[Start of INFORMATION GIVEN]
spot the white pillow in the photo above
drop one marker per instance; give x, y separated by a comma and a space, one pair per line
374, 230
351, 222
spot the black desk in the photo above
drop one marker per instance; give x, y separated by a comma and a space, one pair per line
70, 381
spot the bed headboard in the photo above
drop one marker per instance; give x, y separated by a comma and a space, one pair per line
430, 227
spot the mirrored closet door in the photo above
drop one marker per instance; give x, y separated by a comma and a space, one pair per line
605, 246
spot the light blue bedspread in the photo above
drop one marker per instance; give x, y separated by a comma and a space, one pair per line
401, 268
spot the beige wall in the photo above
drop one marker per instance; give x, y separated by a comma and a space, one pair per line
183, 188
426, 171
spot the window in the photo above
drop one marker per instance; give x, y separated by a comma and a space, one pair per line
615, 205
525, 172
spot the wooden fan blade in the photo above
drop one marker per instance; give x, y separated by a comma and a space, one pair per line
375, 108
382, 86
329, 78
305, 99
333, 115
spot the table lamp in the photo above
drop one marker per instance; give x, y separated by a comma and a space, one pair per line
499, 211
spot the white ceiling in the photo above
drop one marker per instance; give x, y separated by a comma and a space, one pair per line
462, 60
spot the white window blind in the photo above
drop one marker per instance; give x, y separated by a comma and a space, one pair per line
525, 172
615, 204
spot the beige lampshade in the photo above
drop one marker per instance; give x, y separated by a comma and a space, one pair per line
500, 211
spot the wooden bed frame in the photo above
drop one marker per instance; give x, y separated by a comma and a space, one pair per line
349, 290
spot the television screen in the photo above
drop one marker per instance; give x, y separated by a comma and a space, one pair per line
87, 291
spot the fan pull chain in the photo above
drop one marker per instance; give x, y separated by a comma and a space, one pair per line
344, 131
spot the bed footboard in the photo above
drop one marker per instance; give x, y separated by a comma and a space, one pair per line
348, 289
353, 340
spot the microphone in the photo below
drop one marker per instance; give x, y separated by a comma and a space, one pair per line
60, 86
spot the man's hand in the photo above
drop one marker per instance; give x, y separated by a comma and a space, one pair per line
[End of INFORMATION GIVEN]
## STATED GOAL
Rewrite every line from the line with "spot the wooden bed frame in the photo above" up to and including the last line of the rows, changing nothing except the x, y coordinates. Multiply each coordinate by 1.95 and round it to a whole number, with halves rounded up.

## FINAL ANSWER
spot the wooden bed frame in the photo above
drop one marker per instance; give x, y separated by a comma and a space, one pair per line
681, 566
spot the television screen in the photo above
drop one marker per instance; give x, y separated by a comma and a space, one pair per line
170, 567
spot the fan pull chain in the photo above
drop one marker per instance; give x, y separated by a comma and a space, one pair per line
671, 255
spot the bed footboard in the photo above
drop one marker per instance; give x, y separated by a comma and a space, one pair per line
679, 564
688, 663
spot the microphone in the photo below
drop one marker per instance; give x, y separated by a comma and a space, one pair per line
117, 168
spot the man's hand in the photo above
drop one marker per instance; give x, y separated by a comma and a space, one pair per line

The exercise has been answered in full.